## Actions to take:
1 – Reproduce everything from "Like Guiney, Seago" down to "of well visits." in the Blue Ridge clinic article, word for word.
2 – Write the next part of the Blue Ridge clinic article, picking up right after its last sentence.

Over at Blue Ridge Community Health in Sylva, things are starting to settle down to a new normal, said pediatrician Dr. Judy Seago, a far cry from the constant shifting and uncertainty of the early weeks of the pandemic. 

“The first week or two of the lockdown or such we had huddles at the end of the day, every day,” she said. “Constant emails from administration, and lots of times things have all changed from the morning to the afternoon as to how we were supposed to handle things, so that was a little crazy, but everyone seemed to roll along with it.”

Like Guiney, Seago said that things have been less busy than usual in the past month or so. That’s partially due to the school closures, where most of Seago’s patients acquire their germs, but also due to widespread cancellation of well visits.

“It is slowly kind of picking up a little more,” she said. “I don’t know if that comes with people getting more comfortable with the whole thing. We have some people coming in for well visits who had cancelled them the first week or two.”

Like Harris, Blue Ridge has made some adjustments to its operations in the wake of the pandemic. All sick patients are now received outdoors, a change that has Seago glad this is all happening in March and April rather than January and February. Staff are also now required to wear masks at all times, though they have had to reuse them, going with recommendations to let masks rest for three days before reusing them. 

Seago, who is 60, said that while she doesn’t plan to stop doing her job, she is aware that she’s now slipping into that at-risk age bracket.

## Records:
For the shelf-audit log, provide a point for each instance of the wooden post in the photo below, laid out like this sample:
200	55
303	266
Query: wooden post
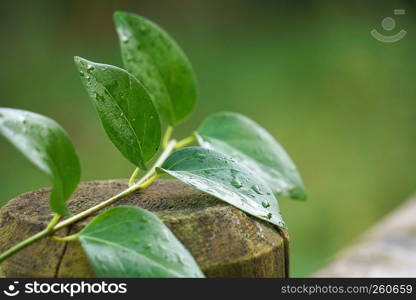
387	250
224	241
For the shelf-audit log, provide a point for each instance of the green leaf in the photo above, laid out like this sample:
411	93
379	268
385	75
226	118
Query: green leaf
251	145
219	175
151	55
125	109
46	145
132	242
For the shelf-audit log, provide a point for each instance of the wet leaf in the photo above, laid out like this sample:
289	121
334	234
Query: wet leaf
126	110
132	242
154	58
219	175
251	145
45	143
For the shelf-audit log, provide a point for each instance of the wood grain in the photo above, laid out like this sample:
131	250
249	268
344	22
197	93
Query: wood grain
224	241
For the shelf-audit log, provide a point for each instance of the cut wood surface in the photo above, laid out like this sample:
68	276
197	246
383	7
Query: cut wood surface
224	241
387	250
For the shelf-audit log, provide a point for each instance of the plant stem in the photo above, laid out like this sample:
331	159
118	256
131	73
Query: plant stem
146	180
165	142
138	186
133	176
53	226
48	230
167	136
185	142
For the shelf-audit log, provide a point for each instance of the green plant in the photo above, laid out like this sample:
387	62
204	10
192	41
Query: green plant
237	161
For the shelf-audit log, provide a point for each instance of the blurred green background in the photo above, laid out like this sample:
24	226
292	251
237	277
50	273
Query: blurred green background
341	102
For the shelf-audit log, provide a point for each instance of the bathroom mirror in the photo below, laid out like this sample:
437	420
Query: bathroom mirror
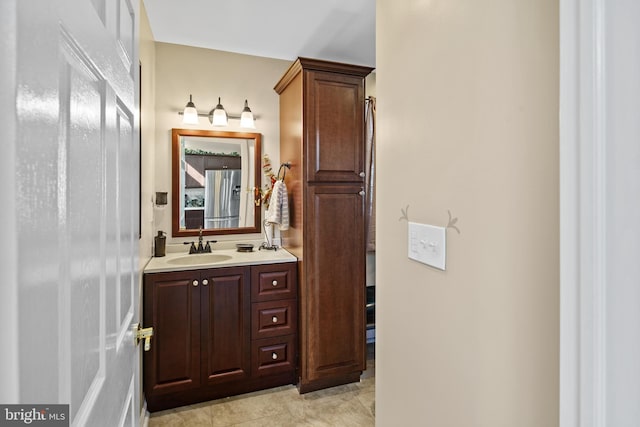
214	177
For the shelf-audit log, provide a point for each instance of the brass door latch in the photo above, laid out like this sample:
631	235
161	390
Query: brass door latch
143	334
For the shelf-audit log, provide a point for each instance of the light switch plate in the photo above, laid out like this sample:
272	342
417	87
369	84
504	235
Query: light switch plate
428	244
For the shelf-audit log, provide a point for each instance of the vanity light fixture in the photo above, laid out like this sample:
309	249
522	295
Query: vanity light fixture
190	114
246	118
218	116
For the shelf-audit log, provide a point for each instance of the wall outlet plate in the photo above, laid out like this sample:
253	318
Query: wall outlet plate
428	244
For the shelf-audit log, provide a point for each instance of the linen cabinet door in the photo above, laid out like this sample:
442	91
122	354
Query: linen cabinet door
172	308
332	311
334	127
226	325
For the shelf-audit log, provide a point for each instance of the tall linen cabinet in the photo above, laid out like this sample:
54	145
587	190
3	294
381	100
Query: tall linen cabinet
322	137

## Numbered responses:
1 –
Like Guiney, Seago said that things have been less busy than usual in the past month or so. That’s partially due to the school closures, where most of Seago’s patients acquire their germs, but also due to widespread cancellation of well visits.

2 –
“That part is worrisome, but I don’t know — it’s just like, well, we’ll continue to go to work and do the things we always do and try to take precautions to lessen exposure,” she said. 

 

Looking to the future

Of course, the question on everyone’s mind is when will this end, and how can we do it as safely as possible. 

“It’s scary because we don’t have immunity,” said Seago. “None of us do, so things could change in just a matter of a few days or a week.”

The country can’t stay shut down forever, said Gordon, but there won’t be a silver bullet to a safe reopening. 

“The last thing I think we want is to have a second wave of this sweeping over our state and the country,” she said. “I think a slow, strategic plan while still adhering to the social distancing and still adhering to those strict hand washing rules and still utilizing masks in public is going to be prudent.”

For Guiney, testing is the key. To reopen safely, he said we need to know who is sick and then isolate those people so they don’t infect others. In the meantime, wearing masks in public will have to be the new normal until a vaccine can be developed and distributed — and that could take years. 

All these shutdowns have hit individual lives and the economy as a whole with dynamite force. As a doctor, Guiney’s convinced that it’s been the right thing to do. But as a member of the Sylva Board of Commissioners, he’s also acutely aware of the toll this is taking on the town he loves. 

“I’m in this interesting position, where thank you everybody for doing your thing and closing the town down and keeping the ER not overwhelmed. On the other side, as a town board member I’m like, ‘Oh my gosh, the town is freefalling.’ All the businesses and the workers and everybody is suffering so much,” he said. “It’s hard.”